→ Text-to-region grounding data:
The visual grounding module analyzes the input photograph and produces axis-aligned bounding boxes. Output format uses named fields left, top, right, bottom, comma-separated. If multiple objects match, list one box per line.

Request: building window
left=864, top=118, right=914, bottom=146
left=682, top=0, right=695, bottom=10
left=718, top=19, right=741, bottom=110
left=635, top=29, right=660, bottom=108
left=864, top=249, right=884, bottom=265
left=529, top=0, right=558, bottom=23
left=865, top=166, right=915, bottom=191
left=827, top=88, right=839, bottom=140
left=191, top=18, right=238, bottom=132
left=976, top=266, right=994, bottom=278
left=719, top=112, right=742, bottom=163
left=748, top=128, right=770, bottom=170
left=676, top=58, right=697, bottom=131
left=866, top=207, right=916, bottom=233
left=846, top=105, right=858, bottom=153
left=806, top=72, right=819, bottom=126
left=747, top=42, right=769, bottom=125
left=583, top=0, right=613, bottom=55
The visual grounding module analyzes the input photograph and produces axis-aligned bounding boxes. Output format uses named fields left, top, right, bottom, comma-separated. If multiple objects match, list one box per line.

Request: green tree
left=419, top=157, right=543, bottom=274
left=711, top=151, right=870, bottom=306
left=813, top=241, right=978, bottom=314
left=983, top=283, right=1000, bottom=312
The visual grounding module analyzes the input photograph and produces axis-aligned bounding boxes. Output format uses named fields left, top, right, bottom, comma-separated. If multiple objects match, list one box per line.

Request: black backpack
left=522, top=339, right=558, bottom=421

→ WHAT IS EXPECTED:
Print the entries again so that each one matches exactly.

→ OUTPUT FOR THIS TASK:
The visual grounding module analyzes the input photograph and produces axis-aligned bounding boxes. Output format uses named fields left, top, right, bottom, comma-separated. If multiple objects match, list one box per line.

Request: building window
left=864, top=118, right=914, bottom=146
left=682, top=0, right=695, bottom=10
left=718, top=19, right=741, bottom=110
left=635, top=29, right=660, bottom=108
left=864, top=249, right=884, bottom=265
left=529, top=0, right=558, bottom=23
left=865, top=166, right=915, bottom=191
left=827, top=88, right=839, bottom=140
left=191, top=18, right=238, bottom=132
left=976, top=266, right=994, bottom=278
left=719, top=112, right=742, bottom=163
left=748, top=128, right=770, bottom=170
left=676, top=58, right=697, bottom=131
left=866, top=207, right=916, bottom=233
left=846, top=105, right=858, bottom=153
left=806, top=72, right=819, bottom=126
left=747, top=42, right=769, bottom=125
left=583, top=0, right=613, bottom=55
The visual grounding module analyzes the input photograph and produces axis-aligned bounding boxes. Output format uses named fields left, top, right, bottom, comma-separated. If multiple objects match, list one box per line.

Request: green tree
left=419, top=157, right=543, bottom=274
left=711, top=151, right=870, bottom=306
left=813, top=241, right=978, bottom=314
left=983, top=283, right=1000, bottom=312
The visual grounding module analyzes the input photograph and produces axis-aligned bounding boxes. Output format uses named fields left, top, right, bottom, comma-separated. If multiple objects match, list one box per line.

Request: black backpack
left=522, top=339, right=558, bottom=421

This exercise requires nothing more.